▸ Text
Ggf. ist auch die Fördergeschwindigkeit noch relevant, wenn der Werkstückträger nur vorbeiläuft und größere Datenmengen gesendet werden müssen.


----------



## Manfred Stangl (10 August 2011)

Tigerente1974 schrieb:


> ...
> Ggf. ist auch die Fördergeschwindigkeit noch relevant, wenn der Werkstückträger nur vorbeiläuft und größere Datenmengen gesendet werden müssen.


 

Na, ich brauch ja nur sozusage bei 3 WT zweimal gut/schlecht, und das Produkt wird ja während einer Produktion nicht gewechselt. Nach stopp muss sowieso ein evtl anderes Prod eingestellt werden. Also noch eine Art bitcodierte Sache für das Produkt. Also 01 für Prod A und zusätzlich 0 und oder 1 für gut schlecht. Am nächsten WT 11 für Prod B und zusätzlich.....
Am nächsten WT 10 für Prod C und zusätzlich...
Es ist geplan dynamisch zu schreiben (60 Meter / Minute) Aber vielleicht schreibe ich auch schon nach dem Bearbeitungszyklus während der WT noch gestoppt ist.

▸ Aufgabe 1
Mit welcher Geschwindigkeit soll laut Text dynamisch geschrieben werden?

▸ Daten der Übung
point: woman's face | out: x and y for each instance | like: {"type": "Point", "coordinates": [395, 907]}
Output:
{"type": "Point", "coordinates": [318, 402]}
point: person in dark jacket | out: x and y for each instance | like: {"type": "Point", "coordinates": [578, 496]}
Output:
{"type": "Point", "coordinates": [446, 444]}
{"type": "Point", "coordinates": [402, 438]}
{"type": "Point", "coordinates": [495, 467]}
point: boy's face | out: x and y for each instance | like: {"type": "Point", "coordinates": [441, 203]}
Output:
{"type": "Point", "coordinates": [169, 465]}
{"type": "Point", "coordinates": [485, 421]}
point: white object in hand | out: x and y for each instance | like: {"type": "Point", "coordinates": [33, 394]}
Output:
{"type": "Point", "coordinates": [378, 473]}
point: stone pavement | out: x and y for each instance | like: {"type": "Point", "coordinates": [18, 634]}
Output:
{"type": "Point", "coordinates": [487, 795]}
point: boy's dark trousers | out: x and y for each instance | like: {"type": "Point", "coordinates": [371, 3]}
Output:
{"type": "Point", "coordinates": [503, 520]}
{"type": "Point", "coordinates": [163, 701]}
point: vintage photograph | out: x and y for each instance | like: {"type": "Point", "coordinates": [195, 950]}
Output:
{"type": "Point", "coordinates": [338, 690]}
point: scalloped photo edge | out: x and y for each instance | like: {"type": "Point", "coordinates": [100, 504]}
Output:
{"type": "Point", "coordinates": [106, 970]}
---
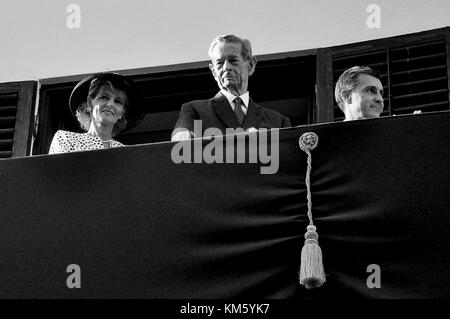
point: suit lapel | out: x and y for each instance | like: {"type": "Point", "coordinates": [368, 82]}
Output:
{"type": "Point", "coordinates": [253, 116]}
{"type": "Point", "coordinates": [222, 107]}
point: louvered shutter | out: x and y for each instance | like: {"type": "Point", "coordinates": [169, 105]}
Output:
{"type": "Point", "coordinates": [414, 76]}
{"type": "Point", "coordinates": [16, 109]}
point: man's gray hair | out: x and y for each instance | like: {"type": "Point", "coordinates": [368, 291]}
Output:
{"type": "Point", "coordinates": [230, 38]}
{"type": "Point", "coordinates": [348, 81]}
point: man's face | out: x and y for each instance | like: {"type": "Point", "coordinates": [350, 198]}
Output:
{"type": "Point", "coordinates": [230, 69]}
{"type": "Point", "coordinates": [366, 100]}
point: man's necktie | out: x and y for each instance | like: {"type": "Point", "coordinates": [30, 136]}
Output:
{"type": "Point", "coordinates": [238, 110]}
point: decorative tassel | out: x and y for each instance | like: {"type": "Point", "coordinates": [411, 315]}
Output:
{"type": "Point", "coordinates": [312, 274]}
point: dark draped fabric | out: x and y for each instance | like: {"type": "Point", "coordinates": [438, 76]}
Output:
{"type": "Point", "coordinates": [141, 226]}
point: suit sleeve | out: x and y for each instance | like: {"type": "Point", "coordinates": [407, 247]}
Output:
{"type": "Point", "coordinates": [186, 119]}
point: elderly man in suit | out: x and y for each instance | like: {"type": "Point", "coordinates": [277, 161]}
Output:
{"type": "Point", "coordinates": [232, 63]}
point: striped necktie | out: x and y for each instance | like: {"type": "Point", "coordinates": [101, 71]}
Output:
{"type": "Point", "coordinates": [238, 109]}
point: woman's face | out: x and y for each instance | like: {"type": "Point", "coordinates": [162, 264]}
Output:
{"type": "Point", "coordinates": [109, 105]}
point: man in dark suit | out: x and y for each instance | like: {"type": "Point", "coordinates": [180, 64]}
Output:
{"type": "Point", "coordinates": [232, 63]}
--
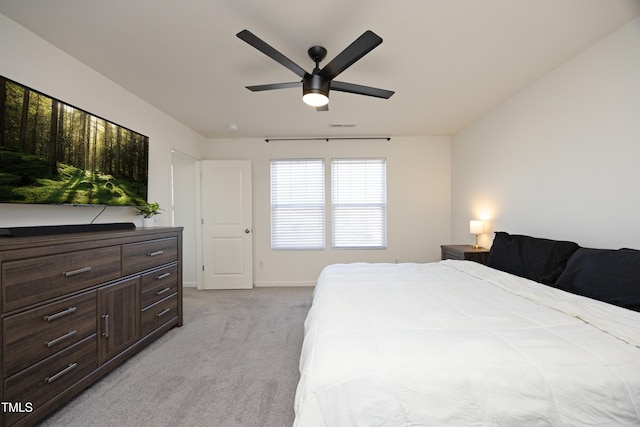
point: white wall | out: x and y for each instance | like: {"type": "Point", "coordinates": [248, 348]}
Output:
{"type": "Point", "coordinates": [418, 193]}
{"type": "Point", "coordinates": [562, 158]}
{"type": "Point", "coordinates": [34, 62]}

▸ Aufgabe 2
Filtere aus den Datensätzen alle Zeilen heraus, die das Wort „dark“ enthalten. Achte dabei auf Groß- und Kleinschreibung.

▸ Lösung 1
Mit 60 Metern pro Minute.

▸ Lösung 2
point: person in dark jacket | out: x and y for each instance | like: {"type": "Point", "coordinates": [578, 496]}
point: boy's dark trousers | out: x and y for each instance | like: {"type": "Point", "coordinates": [371, 3]}
point: dark draped fabric | out: x and y for each instance | like: {"type": "Point", "coordinates": [438, 76]}
point: man in dark suit | out: x and y for each instance | like: {"type": "Point", "coordinates": [180, 64]}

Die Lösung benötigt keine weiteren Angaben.